Turn every line of the entries below into a JSON list of strings, one string per line, skipping blank lines. Leave the pictures out of your answer.

(Data records)
------------------------------------------------------------------------
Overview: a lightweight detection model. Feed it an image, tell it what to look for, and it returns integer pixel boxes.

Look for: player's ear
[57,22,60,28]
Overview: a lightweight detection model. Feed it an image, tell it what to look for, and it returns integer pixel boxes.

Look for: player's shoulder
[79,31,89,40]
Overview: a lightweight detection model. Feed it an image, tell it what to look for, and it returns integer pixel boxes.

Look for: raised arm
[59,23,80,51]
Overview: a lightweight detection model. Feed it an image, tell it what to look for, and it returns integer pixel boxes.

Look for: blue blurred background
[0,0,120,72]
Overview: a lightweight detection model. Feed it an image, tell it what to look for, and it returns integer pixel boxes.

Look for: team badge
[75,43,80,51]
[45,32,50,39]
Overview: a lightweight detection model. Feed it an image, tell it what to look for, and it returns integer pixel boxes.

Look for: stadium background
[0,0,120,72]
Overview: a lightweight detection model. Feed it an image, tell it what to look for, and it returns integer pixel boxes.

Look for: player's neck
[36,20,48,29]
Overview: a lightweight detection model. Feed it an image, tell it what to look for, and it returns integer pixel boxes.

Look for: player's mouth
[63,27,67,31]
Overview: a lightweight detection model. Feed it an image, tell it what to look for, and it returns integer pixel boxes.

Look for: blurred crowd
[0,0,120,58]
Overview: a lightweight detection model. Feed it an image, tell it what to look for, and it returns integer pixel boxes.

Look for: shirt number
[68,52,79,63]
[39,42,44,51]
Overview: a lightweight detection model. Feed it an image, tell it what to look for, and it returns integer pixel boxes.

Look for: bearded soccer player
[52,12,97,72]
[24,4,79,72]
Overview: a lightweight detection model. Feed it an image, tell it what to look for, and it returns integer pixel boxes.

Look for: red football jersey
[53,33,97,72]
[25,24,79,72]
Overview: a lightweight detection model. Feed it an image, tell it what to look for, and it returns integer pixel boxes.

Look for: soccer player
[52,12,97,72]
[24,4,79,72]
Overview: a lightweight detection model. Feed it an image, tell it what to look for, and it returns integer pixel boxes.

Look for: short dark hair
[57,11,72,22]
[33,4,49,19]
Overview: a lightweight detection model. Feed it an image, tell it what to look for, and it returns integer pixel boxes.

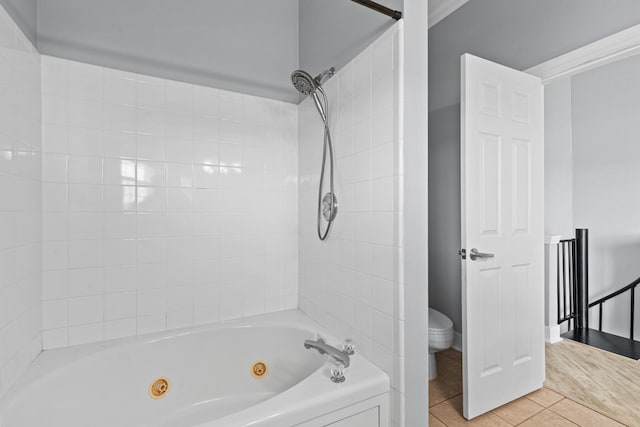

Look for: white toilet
[429,307,453,380]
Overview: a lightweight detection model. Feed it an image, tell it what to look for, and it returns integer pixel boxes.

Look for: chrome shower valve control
[322,193,338,222]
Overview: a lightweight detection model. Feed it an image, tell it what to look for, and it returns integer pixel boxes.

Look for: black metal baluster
[598,303,604,332]
[629,286,636,339]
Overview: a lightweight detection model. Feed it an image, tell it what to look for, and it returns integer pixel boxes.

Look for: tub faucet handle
[342,338,356,356]
[331,364,345,384]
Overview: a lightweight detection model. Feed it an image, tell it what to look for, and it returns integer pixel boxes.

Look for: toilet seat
[429,308,453,335]
[429,307,454,380]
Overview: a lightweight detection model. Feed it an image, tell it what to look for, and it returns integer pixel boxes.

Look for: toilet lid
[429,308,453,331]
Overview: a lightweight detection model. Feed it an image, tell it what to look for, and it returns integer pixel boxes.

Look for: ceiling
[0,0,468,102]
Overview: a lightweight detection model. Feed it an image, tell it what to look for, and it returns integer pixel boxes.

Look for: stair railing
[589,277,640,339]
[557,228,640,340]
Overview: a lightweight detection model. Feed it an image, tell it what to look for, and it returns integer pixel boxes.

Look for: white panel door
[461,54,544,419]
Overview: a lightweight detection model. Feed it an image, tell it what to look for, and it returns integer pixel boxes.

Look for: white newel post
[544,236,562,344]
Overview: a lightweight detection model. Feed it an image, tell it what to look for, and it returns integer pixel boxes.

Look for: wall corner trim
[429,0,469,28]
[525,24,640,84]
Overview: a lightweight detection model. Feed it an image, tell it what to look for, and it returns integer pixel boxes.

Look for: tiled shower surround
[0,3,408,426]
[42,56,298,349]
[0,7,42,395]
[299,24,402,425]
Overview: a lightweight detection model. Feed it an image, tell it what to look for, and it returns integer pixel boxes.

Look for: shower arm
------------------------------------------------------------------------
TASK RESULT:
[
  "Overview: a lightweight detection model. Feed it an image, tell it what to look for, and it returns integer pixel boxes.",
  "Look for: player's ear",
  "[57,22,60,28]",
  "Overview: a lightweight detection model. Feed it an image, tell it what to look for, and it returns integer pixel boxes.",
  "Look for: player's shoulder",
  "[79,31,89,40]",
  "Overview: a lightweight detection model. Feed it an image, tell it what to look for, and it returns integer pixel boxes.",
  "Look for: raised arm",
  "[59,23,80,51]",
  "Overview: a lightweight detection model. Feed it an image, tell it what to look for, and it returns integer pixel boxes.",
  "Look for: blue blurred background",
  "[0,0,120,72]",
  "Overview: a lightweight detection model. Feed it an image, tell it what to look for, and it returns integer pixel boxes.",
  "Look for: team badge",
  "[75,43,80,51]",
  "[45,32,50,39]",
  "Overview: a lightweight detection model. Feed it an image, tell it what to look for, and it returns integer pixel boxes.",
  "Look for: stadium background",
  "[0,0,120,72]",
  "Overview: a lightweight detection model. Feed it an image, tell it what to look for, and it returns integer pixel boxes.",
  "Look for: player's neck",
  "[36,20,48,29]",
  "Overview: a lightweight detection model. Feed it an image, tell it what to look for, and it returns integer pixel boxes.",
  "Look for: player's mouth",
  "[63,27,67,31]",
  "Overview: a lightweight detection model. Feed it an image, tell it what to look for, and it returns integer pixel boxes.",
  "Look for: blurred crowd",
  "[0,0,120,58]",
  "Overview: a lightweight detection model. Feed it an image, tell it what to look for, and it returns integer pixel boxes.",
  "Look for: shirt number",
  "[68,52,79,63]",
  "[39,42,44,51]",
  "Overview: a lightweight detection model. Feed it an image, tell it what to look for, and it returns integer pixel boxes.",
  "Look for: bearded soccer player",
  "[52,12,97,72]",
  "[24,4,79,72]",
  "Overview: a lightweight detection model. Feed it an image, tell it what to look for, and it returns integer pixel boxes.",
  "Look for: red football jersey",
  "[53,33,97,72]",
  "[25,24,79,72]",
  "Overview: a lightweight detection model. Feed it an image, tell it what to look for, and it returns integer pixel boxes.",
  "Look for: soccer player",
  "[52,12,97,72]",
  "[24,4,79,72]",
  "Overview: a lightweight detection model. Feed it an image, tell it what to look for, and it returns integer pixel boxes.",
  "Look for: short dark hair",
  "[57,11,72,22]",
  "[33,4,49,19]",
  "Overview: a lightweight detection model. Feed it an image, tell it what to look for, and it returns integer pixel boxes.",
  "Look for: white toilet",
  "[429,307,453,380]",
  "Overview: a lightweight detection model. Feed it an image, tell it what to look for, and it returns integer pixel boxes.",
  "Look for: chrome shower valve control",
  "[322,193,338,222]",
  "Overview: a lightweight detection model. Feed it an image, tell it what to look for, and it returns integer pixel boxes.",
  "Look for: black metal baluster",
  "[598,303,604,332]",
  "[629,286,636,339]",
  "Overview: a lightweight detection model. Feed it an image, tell it what to look for, and it returns integer pixel boxes.",
  "Look for: tub faucet handle",
  "[342,338,356,356]",
  "[331,364,345,384]",
  "Overview: a lightweight detection model. Feed it an image, tell it what to look for, and it returns integer pixel boxes.",
  "Look for: toilet seat",
  "[429,308,453,335]",
  "[429,307,454,380]",
  "Overview: a lightweight detection model. Feed it an image, tell it what to look for, and it returns integer pixel boxes.",
  "Look for: toilet lid",
  "[429,308,453,331]",
  "Overview: a lightweight detection model. Feed it an image, tell it what to look for, and it returns integer pixel boxes.",
  "Look for: ceiling",
  "[0,0,468,102]",
  "Overview: a lightweight detection model. Feed it an image, tell it what to look for, and it returns integer pixel boxes.",
  "Look for: stair railing",
  "[589,277,640,339]",
  "[557,228,640,340]",
  "Overview: a lightweight detection model. Feed it an image, tell it what to look for, and it returns integer pixel boxes.",
  "Look for: white panel door",
  "[461,54,544,419]",
  "Overview: a lightweight detection model. Feed it an image, tell it what to look for, and it returns integer pixel boxes.",
  "Look for: white newel post",
  "[544,236,562,344]",
  "Overview: a lightweight detection model. Feed it an image, tell it what to look for, and it returns integer pixel boxes.",
  "Look for: wall corner trim",
  "[429,0,469,28]",
  "[525,24,640,84]",
  "Overview: a lightweight detection model. Feed it an image, tell it what to look for, and it returns integer pixel boxes.",
  "Look for: tiled shower surround",
  "[0,3,408,426]",
  "[42,56,298,349]",
  "[0,7,42,395]",
  "[299,24,402,425]",
  "Overview: a lightweight detection model. Feed it an image, tell it what to look for, and it returns integer pixel boxes.",
  "Look for: shower arm"
]